EXERCISE DESCRIPTION ->
The records that follow must be transcribed in full, without any change.

***** DATA EXCERPTS *****

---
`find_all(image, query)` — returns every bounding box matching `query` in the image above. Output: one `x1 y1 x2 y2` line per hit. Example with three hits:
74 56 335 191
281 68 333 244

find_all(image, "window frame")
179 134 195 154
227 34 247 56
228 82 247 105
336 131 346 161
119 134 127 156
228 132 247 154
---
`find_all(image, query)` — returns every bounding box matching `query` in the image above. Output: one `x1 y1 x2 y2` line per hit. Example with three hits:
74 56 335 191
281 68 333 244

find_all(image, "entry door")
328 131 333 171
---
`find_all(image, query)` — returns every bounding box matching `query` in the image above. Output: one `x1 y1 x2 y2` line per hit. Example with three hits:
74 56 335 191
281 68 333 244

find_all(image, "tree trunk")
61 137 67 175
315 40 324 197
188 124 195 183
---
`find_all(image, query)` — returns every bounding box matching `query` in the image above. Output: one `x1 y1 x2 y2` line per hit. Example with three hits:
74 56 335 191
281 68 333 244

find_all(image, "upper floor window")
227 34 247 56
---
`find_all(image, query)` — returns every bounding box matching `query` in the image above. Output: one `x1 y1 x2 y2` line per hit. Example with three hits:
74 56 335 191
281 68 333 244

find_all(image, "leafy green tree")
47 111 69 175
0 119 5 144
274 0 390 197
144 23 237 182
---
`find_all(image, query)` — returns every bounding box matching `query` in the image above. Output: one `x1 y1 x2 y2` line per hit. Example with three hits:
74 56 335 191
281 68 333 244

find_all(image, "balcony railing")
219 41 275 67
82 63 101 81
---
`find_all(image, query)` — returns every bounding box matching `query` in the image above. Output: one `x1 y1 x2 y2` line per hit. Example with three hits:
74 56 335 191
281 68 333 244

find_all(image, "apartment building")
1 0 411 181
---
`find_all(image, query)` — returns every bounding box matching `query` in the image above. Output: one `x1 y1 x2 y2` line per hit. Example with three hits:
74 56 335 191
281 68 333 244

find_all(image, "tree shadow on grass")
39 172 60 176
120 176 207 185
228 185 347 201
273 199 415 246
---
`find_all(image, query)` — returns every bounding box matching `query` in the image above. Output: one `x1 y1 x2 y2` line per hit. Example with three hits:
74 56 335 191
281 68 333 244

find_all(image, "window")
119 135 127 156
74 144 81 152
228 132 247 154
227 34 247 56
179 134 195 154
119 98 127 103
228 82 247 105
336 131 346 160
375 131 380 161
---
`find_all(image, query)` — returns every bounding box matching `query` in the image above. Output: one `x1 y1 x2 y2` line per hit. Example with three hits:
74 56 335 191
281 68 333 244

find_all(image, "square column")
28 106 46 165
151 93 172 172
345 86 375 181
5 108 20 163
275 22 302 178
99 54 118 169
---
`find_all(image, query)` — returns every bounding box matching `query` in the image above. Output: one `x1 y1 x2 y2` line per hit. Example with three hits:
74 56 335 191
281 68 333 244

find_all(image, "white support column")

*****

RESPONSE ->
---
`find_all(image, query)` — returns every bounding box matching `query` in the image above. Output: one `x1 y1 x2 y2` line per hit. Example with three hits:
74 56 335 191
281 68 333 244

find_all(image, "window frame")
179 134 195 154
227 34 247 56
228 82 247 105
336 131 346 161
119 134 127 156
228 132 247 154
---
`find_all(image, query)` — returns every bounding box matching `query` in the image above. Output: one `x1 y1 x2 y2` line per hit. Example with three hits:
74 56 335 191
281 68 333 244

find_all(image, "entry door")
328 131 333 171
---
`find_all(image, query)` — returns every bounding box matching `query` in the image above. Output: one `x1 y1 x2 y2` line per hit. Example with three hits:
74 56 335 191
281 68 333 244

find_all(image, "tree trunk")
61 137 67 175
315 40 324 197
188 124 195 183
---
`find_all(image, query)` — returns every bounding box matching `query` in the image above. Output: one `x1 y1 x2 y2` line per hit. Example with three hits:
74 56 335 191
281 68 333 244

find_all(image, "upper floor window")
227 34 247 56
---
`find_all(image, query)` — returns every bounding box matching `query` in the image above. Output: one `x1 y1 x2 y2` line per hit. Example with three hits:
74 56 335 191
281 68 333 244

find_all(image, "leafy green tree")
47 111 69 175
0 119 5 144
274 0 390 197
144 23 237 182
---
`find_all(image, query)` — returns every bounding box matching `query` in the image above. Output: one `x1 y1 x2 y2` line per hit. Example with three hits:
74 56 335 191
281 68 333 244

find_all(image, "balcony railing")
219 41 275 67
82 63 101 81
---
`find_all(image, query)` — returns every bounding box matching `query` in the image above. Output: one `x1 y1 x2 y2` line per hit. Example with three hits:
74 56 335 191
281 68 333 244

find_all(image, "apartment building")
1 0 411 181
---
`find_all(image, query)` — returns every bounding box matching `query` in the image above. Output: one `x1 y1 x2 y2` line per hit. Example with three hits:
74 56 335 191
281 68 333 244

find_all(image, "tree shadow on grass")
39 172 60 176
120 176 207 185
228 185 347 201
273 199 415 246
---
`find_all(image, query)` — returns every bounding box matching `query` in the image above. Output: one `x1 y1 x2 y2` line per hit. Example with three hits:
74 56 335 191
281 68 333 244

find_all(image, "window")
119 135 127 156
74 144 81 152
228 132 247 154
227 34 247 56
179 134 195 154
119 98 127 103
228 82 247 105
336 131 346 160
375 131 380 161
---
`find_all(image, query)` — returns every bounding box matching `query` in the image above. Output: one `x1 y1 x2 y2` line per hit. Example with three hits:
74 56 335 191
281 68 333 244

find_all(image, "square column")
28 106 46 165
151 93 172 172
345 86 375 181
5 108 20 163
275 22 302 178
99 54 118 169
---
`find_all(image, query)` — returns every bounding box matching `query` in the image above. Output: one `x1 y1 x2 y2` line per hit. Example with three hits:
74 56 335 191
281 68 333 244

find_all(image, "white support column")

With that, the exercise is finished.